*What to do:*
Will you quote only the lines starting at the one that contains "I'd appreciate it if you could identify where the asphalt" and ending with the last line of the listing below, inclusive?

*Source material:*
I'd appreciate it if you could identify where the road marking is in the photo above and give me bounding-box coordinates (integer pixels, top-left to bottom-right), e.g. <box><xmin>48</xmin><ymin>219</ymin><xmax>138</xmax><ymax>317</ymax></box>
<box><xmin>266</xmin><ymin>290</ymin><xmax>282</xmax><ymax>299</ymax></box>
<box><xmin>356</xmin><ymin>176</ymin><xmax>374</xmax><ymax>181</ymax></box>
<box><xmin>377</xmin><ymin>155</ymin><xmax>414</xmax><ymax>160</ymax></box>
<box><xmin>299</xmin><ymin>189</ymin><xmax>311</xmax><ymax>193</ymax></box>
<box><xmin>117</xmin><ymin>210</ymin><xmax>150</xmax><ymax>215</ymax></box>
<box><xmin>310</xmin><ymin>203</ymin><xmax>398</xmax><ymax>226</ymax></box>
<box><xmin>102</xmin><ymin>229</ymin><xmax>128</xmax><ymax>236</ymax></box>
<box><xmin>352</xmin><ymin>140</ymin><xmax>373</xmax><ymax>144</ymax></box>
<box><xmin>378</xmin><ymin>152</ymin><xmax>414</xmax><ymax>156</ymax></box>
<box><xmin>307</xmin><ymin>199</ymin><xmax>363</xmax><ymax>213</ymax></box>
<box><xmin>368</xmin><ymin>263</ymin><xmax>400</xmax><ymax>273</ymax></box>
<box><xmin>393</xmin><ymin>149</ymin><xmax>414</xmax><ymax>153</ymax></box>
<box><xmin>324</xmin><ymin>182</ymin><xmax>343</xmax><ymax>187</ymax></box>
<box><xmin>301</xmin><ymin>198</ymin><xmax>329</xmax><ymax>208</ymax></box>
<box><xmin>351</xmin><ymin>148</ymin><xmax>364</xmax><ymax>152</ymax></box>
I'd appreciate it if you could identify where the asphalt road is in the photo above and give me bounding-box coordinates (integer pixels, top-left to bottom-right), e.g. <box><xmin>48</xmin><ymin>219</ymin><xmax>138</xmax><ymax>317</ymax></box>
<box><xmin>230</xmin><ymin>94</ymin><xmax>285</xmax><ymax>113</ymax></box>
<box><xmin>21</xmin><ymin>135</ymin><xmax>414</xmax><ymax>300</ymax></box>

*Result of the exercise:*
I'd appreciate it if you could identify where the asphalt road is in the photo above and give me bounding-box coordinates (integer pixels, top-left to bottom-right), e.g. <box><xmin>48</xmin><ymin>219</ymin><xmax>138</xmax><ymax>317</ymax></box>
<box><xmin>230</xmin><ymin>94</ymin><xmax>285</xmax><ymax>113</ymax></box>
<box><xmin>21</xmin><ymin>135</ymin><xmax>414</xmax><ymax>300</ymax></box>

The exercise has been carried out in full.